• Prompt: Your task is to reproduce exactly the lines from the line with "Task: locate the patchwork" through the end of the records below.

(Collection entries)
=====

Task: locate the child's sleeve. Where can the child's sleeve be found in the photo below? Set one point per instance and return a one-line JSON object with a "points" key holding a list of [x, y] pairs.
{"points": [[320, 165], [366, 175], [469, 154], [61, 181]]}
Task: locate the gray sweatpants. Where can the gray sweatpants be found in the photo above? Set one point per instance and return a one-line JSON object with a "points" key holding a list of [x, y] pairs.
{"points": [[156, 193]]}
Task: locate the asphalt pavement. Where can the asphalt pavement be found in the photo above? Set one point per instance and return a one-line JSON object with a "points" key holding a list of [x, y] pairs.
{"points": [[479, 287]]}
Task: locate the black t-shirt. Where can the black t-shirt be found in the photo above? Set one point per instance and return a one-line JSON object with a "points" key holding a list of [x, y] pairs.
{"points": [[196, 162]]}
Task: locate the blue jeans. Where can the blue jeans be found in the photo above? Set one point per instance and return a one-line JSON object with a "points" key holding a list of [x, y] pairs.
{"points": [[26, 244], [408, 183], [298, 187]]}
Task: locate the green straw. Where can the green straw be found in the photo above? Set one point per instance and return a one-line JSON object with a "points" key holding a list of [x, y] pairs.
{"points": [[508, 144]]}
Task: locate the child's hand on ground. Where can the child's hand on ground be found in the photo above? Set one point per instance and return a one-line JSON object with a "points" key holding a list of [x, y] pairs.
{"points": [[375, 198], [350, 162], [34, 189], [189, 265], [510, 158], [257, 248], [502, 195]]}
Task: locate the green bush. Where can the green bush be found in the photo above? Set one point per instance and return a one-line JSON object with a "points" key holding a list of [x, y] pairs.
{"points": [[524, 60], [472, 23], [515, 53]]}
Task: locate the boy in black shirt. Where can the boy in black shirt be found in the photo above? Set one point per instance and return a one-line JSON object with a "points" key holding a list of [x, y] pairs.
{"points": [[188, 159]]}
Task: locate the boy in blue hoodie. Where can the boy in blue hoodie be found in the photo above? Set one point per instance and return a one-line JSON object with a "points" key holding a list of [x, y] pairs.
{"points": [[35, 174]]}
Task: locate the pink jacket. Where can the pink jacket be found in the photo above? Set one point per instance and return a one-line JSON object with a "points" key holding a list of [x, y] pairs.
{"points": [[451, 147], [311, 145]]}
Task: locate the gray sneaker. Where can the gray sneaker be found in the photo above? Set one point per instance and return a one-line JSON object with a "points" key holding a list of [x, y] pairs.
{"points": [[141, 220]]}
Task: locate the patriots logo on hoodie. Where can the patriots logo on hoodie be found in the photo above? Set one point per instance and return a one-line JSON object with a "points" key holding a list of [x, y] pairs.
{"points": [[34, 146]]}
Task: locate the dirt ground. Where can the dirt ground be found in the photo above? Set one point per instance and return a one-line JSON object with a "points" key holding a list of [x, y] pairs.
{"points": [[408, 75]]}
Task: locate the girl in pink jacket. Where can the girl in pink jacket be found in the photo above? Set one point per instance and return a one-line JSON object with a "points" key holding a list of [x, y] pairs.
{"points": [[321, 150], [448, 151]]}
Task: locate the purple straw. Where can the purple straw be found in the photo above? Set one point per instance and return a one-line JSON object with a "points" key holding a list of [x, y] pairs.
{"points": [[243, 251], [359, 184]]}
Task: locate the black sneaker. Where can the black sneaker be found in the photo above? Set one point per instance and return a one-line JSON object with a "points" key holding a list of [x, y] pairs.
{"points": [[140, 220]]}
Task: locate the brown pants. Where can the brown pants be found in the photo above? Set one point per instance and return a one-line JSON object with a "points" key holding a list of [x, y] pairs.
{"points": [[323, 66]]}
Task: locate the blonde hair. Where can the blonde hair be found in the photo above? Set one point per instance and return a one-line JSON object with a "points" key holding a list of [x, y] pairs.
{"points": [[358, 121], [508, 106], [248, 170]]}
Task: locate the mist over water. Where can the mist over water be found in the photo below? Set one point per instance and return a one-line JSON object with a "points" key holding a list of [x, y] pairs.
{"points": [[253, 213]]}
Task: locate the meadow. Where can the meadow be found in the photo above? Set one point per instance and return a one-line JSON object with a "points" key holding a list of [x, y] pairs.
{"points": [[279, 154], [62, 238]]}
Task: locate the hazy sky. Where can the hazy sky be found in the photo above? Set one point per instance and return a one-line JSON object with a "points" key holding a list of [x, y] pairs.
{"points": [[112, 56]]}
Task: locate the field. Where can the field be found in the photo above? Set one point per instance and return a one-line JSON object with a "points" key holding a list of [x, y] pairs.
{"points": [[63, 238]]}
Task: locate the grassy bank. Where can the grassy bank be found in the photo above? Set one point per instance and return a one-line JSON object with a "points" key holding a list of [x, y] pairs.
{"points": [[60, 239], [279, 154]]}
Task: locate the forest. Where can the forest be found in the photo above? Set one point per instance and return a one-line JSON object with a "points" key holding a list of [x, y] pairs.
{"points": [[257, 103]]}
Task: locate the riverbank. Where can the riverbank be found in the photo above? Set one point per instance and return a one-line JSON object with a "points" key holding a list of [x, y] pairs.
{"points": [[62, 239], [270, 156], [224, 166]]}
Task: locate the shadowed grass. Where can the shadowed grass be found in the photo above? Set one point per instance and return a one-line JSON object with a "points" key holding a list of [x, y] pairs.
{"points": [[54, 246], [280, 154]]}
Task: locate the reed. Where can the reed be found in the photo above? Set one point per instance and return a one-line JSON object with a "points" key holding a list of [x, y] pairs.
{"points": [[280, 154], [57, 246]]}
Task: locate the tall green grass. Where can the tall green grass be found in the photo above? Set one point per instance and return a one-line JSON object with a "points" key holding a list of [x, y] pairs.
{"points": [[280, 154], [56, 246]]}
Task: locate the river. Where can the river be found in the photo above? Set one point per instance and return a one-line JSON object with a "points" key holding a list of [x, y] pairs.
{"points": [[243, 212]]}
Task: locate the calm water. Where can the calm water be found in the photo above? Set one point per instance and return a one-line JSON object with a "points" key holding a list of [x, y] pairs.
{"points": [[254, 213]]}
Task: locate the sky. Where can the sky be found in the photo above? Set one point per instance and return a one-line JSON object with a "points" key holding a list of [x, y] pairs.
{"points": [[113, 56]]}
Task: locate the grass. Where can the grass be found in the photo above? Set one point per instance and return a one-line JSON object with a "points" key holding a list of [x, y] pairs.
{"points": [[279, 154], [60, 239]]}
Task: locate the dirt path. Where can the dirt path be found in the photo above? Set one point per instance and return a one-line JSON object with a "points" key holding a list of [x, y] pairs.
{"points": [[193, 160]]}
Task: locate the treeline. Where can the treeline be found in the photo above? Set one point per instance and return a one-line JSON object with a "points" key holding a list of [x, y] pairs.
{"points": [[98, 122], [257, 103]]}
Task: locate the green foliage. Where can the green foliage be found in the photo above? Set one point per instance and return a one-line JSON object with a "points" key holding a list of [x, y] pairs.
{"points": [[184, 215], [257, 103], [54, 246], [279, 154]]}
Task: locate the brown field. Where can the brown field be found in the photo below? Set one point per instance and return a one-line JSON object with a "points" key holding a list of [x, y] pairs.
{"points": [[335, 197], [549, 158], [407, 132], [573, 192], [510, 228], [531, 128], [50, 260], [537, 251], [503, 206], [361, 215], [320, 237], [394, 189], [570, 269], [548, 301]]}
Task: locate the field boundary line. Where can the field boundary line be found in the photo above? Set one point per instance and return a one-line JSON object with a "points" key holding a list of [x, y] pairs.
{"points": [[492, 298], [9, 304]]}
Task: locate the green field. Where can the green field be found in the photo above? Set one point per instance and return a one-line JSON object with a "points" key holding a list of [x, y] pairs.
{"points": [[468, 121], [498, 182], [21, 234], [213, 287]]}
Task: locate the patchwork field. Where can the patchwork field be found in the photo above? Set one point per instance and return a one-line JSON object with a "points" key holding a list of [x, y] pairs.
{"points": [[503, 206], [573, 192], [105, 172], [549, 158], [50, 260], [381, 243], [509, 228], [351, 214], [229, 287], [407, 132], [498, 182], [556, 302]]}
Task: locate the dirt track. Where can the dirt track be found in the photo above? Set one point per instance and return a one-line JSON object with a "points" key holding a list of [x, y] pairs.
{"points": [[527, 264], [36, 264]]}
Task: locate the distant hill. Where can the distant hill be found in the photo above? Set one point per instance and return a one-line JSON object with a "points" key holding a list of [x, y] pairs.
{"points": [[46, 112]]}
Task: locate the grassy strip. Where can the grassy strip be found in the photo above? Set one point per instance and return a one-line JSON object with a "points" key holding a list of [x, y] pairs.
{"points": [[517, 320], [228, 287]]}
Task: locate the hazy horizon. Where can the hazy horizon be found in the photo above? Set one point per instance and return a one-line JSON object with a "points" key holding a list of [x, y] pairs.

=====

• Final result:
Task: locate the patchwork field. Where can the patchwork field be found in the photo above? Set one point per instance and return a one-line JSON object with a "points" key holding a list of [x, y] pairs.
{"points": [[503, 206], [573, 192], [105, 172], [549, 158], [50, 260], [381, 243], [509, 228], [351, 214], [229, 287], [407, 132], [498, 182], [556, 302]]}
Task: locate the dirt track. Where can the dirt track be found in the photo above? Set one point per instance and return a one-line JSON object with a "points" key holding a list of [x, y] pairs.
{"points": [[527, 264], [36, 264]]}
Task: locate the distant hill. Where can the distant hill be found in the photo above? Set one point per instance and return a one-line JSON object with a "points" key holding a list of [x, y] pairs.
{"points": [[46, 112]]}
Task: locate the grassy strip. Where can the grassy strip be found in the photo above? Set one point per instance and return a one-line JSON object with a "points" key holding a list of [x, y] pairs.
{"points": [[517, 320], [228, 287]]}
Task: locate the hazy horizon. Where can the hazy horizon be found in the photo above? Set one point per instance and return a one-line JSON object with a "points" key holding a list of [x, y] pairs.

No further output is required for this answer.